— Data for the task —

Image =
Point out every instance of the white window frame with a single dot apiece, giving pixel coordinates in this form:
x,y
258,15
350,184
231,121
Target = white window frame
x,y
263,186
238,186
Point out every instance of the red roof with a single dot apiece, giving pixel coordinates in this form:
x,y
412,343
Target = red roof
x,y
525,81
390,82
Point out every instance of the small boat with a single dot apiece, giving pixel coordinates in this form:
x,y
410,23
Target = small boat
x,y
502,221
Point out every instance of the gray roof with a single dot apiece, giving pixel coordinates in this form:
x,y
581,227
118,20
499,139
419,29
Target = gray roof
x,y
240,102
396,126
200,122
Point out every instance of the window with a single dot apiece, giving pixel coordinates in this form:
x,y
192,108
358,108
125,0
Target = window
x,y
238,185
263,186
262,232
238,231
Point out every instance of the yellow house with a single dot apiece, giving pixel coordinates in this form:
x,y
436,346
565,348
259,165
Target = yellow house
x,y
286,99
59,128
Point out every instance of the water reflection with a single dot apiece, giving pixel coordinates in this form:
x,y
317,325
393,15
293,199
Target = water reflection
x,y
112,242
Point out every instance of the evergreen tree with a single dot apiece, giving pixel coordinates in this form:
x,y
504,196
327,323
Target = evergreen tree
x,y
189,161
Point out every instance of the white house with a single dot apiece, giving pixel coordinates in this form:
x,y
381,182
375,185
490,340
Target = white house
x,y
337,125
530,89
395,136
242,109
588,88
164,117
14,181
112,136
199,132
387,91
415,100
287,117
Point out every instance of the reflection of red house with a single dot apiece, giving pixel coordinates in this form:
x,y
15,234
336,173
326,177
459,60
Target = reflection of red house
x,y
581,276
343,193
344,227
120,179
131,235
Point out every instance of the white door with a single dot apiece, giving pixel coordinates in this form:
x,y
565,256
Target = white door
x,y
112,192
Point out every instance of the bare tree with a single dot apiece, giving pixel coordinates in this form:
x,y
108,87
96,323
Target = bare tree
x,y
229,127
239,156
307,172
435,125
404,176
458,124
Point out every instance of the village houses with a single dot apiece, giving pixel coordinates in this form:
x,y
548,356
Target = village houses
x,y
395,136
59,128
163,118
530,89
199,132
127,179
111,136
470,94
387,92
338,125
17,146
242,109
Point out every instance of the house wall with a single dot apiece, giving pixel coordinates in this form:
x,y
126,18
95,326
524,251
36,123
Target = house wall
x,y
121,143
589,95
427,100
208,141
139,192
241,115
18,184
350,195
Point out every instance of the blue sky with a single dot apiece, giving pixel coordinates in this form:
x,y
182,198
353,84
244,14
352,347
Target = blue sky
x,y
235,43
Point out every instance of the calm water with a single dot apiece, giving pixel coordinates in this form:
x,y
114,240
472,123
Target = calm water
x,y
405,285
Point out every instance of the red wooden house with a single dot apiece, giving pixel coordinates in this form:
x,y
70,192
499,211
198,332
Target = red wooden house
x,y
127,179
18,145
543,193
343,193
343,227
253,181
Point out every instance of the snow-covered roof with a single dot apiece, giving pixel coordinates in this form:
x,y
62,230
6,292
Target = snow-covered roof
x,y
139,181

— Written exercise —
Give back all of the material above line for line, without changing a single character.

— Response below —
Image =
Point out every instance of the white window frame with a single dot apiece, giving pixel coordinates in this form:
x,y
258,15
350,184
231,121
Target = white window frame
x,y
263,186
238,186
Point out every instance of the red roof with a single dot apiece, giving pixel coordinates in this form:
x,y
412,343
Target = red roof
x,y
525,81
390,82
Point out every instance of the small boat with a single dot apiece, giving pixel coordinates in this form:
x,y
410,23
Target = small boat
x,y
502,221
Point out every instance of the gray roof with a single dot apiece, giving pixel coordinates in this form:
x,y
581,227
118,20
499,139
419,29
Target = gray roof
x,y
240,102
396,126
200,122
Point out every instance of the window with a single dot apiece, giving pixel coordinates in this form:
x,y
192,108
358,108
125,0
Target = window
x,y
238,185
263,186
262,232
238,231
Point out every instance of the yellow house with a single dot apiece, giving pixel coordinates in this form:
x,y
436,346
565,348
259,165
Target = yellow house
x,y
286,99
59,128
Point out every instance of the water reflection with a single dot apiece, giving pixel coordinates in this form:
x,y
317,325
393,15
293,199
Target = water reflection
x,y
112,242
Point out every instance of the evergreen tree with a single dot apiece, giving pixel coordinates in this form:
x,y
504,196
327,323
Target = evergreen tree
x,y
189,161
Point out every instance of the white house with a single dot apiece, giving pixel coordinates in this form:
x,y
381,182
375,185
490,340
Target = white house
x,y
337,125
530,89
395,136
242,109
588,88
164,117
14,181
112,136
199,132
387,91
415,100
287,117
Point out every instance of the reflection of red house with a single dot apiece, giving pixel coordinates in this form:
x,y
15,234
336,173
326,177
459,60
Target = reflection of red house
x,y
581,276
343,193
344,227
120,179
131,235
Point out every instance of the white door with a single dot apiece, giving pixel coordinates in this form:
x,y
565,256
Target = white door
x,y
112,192
Point out every instance of the bare tree with a single dot apiece, giving pixel coordinates in this form:
x,y
108,87
96,323
Target = bare tree
x,y
229,127
239,156
307,172
435,125
404,176
458,124
Point out every instance of the village houses with a single dot apiece, giving pixel coordinates in this form:
x,y
548,356
Target = village houses
x,y
395,136
59,128
163,118
530,89
199,132
127,179
111,136
470,94
387,92
338,125
17,146
242,109
Point out every instance of the house wall with a single dot apiece, giving pixel coordinates in this form:
x,y
126,18
95,326
524,251
36,123
Target = house wall
x,y
121,143
589,95
427,100
208,141
139,192
241,115
18,184
350,195
Point out every instance of the blue sky with a single dot apiece, giving pixel coordinates in this form:
x,y
182,198
353,84
244,14
352,347
Target = blue sky
x,y
235,43
Point out every instance of the calm water with a single dot apiece, giving pixel coordinates in this form:
x,y
114,240
472,123
Target = calm water
x,y
405,285
Point out every instance of the red wooden house with a single dot apiece, giving pixel coordinates in this form:
x,y
70,192
499,211
198,332
Target = red wooden house
x,y
127,179
18,145
543,193
343,193
343,227
253,181
Point out every instance of the snow-covered roof with a single dot apiece, giving pixel coordinates in this form:
x,y
62,230
6,292
Target = snow-covered roof
x,y
139,181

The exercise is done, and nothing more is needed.